At the upcoming CCAR Convention, we will honor the class of 1965, those who have been CCAR members and served our movement for 50 years. In the weeks leading up to convention, we will share and celebrate the rabbinic visions and wisdom of these members of the class of 1965 and their 50 years in the rabbinate.
As with all of my jubilee classmates, life has brought me much undeserved joy: Resa, my life partner who shares with me a nurturing, forgiving, healing, joyous love; children for whom I am still a desired part of their world; grandchildren who regularly turn to me with challenging questions and unsolicited hugs; and a career of meaningful, often satisfying sacred service, rich with human interactions.
As with most us, life has also brought me much undeserved pain: sitting by my young mother’s bedside, helpless before the malignancy that was consuming her brain; confronting a professional failure that challenged my too fragile self-worth; bearing the agonizing burden of deciding whether my sister should be administered sufficient morphine to quiet her pain, morphine that would also stop her heart; trying to internalize what it meant, what it really meant, when for over ten years – every six months — my physicians would tell me that I had only three more months to live.

* * * * * * * * *

* **Exercises to complete**:
(A) Can you answer these about the passage on fifty years in the rabbinate?
(i) Which class will be honored at the upcoming CCAR Convention?
(ii) What is the name of the writer's life partner?
(iii) For over ten years, how often did the writer's physicians say there were only three more months to live?
(B) Could you continue the passage on fifty years in the rabbinate from its last sentence?
The entries have no role in this work.

* **Records shown**:
* * * * * * * * *

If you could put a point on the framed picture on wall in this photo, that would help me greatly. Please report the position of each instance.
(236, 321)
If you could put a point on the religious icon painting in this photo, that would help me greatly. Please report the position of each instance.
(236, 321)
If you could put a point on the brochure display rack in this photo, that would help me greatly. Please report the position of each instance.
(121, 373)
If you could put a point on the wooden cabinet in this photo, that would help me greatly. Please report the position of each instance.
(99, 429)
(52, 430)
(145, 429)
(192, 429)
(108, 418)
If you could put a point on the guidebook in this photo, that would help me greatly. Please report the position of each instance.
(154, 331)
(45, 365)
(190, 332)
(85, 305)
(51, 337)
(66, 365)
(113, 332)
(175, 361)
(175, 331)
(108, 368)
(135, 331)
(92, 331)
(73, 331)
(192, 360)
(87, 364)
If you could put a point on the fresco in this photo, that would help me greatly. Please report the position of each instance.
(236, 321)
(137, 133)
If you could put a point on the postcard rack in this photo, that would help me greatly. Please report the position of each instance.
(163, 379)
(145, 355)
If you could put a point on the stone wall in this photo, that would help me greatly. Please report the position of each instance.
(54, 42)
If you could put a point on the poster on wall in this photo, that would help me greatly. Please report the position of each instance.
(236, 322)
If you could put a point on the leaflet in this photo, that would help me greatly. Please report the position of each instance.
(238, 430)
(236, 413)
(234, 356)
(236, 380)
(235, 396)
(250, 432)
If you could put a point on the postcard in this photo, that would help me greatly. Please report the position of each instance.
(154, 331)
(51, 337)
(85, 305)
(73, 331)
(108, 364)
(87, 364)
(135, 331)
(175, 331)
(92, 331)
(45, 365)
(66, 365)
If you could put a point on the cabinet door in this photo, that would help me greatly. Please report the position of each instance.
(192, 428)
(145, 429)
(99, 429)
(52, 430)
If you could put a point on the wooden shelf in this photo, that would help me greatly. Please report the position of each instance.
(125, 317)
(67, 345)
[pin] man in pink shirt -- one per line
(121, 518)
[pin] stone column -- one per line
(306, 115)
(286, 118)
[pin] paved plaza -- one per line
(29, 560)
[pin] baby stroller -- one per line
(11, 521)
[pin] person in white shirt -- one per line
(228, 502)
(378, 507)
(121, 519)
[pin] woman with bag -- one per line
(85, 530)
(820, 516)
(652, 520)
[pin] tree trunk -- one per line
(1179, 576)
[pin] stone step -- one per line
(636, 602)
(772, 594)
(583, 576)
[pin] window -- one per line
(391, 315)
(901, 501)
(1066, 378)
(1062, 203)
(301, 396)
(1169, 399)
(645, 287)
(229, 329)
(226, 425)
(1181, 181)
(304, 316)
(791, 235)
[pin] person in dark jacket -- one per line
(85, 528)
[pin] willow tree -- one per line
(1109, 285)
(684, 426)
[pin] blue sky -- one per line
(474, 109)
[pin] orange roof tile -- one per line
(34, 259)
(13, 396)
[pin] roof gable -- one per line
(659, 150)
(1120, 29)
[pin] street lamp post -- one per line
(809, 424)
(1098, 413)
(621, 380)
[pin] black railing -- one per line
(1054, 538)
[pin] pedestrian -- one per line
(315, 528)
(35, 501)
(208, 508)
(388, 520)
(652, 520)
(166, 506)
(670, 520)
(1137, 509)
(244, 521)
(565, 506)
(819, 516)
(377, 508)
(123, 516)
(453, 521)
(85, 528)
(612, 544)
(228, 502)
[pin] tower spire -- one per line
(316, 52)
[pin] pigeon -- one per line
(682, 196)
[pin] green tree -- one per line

* * * * * * * * *

* **Answers for the tasks**:
(A)
(i) The class of 1965
(ii) Resa
(iii) Every six months

(B)
In the pursuit of meaning in the presence of such a mixed bag of life experiences, I have dedicated my rabbinate to the Jewish People. It wasn’t a conscious choice. It just happened. I came alive to our world in the ’60’s; I embraced the anti-war movement while still in uniform; I entered into the struggle by African Americans for human and civil rights; feminism; choice – yet through all of that I found myself inexorably drawn to my people’s right and obligation to secure its own future. The Six Day War. The Soviet Jewry Movement. The birth and flowering of Reform Zionism. High school kids at Kutz. College kids. Israel. The Aliyah that Resa and I embraced as full partners.
For four decades as a congregational rabbi and now for one decade as a retiree – the meaningful survival and evolution of the Jewish people have been at the center of my day-to-day concerns. Over the years that struggle became a unifying theme around which I could organize my thoughts and actions. Even today, even now, it ignites within me hope and purpose. To put it simply, that struggle keeps me alive. Perhaps it is not the most worthy of causes, but it infuses my being with a shot of metaphorical adrenaline.
Maybe that is why I find myself today still trying to shape our people’s tomorrows. Maybe that is why so many of my classmates have made similar choices in their own ways, in their own lives: refusing to give up on trying to have an impact on the future.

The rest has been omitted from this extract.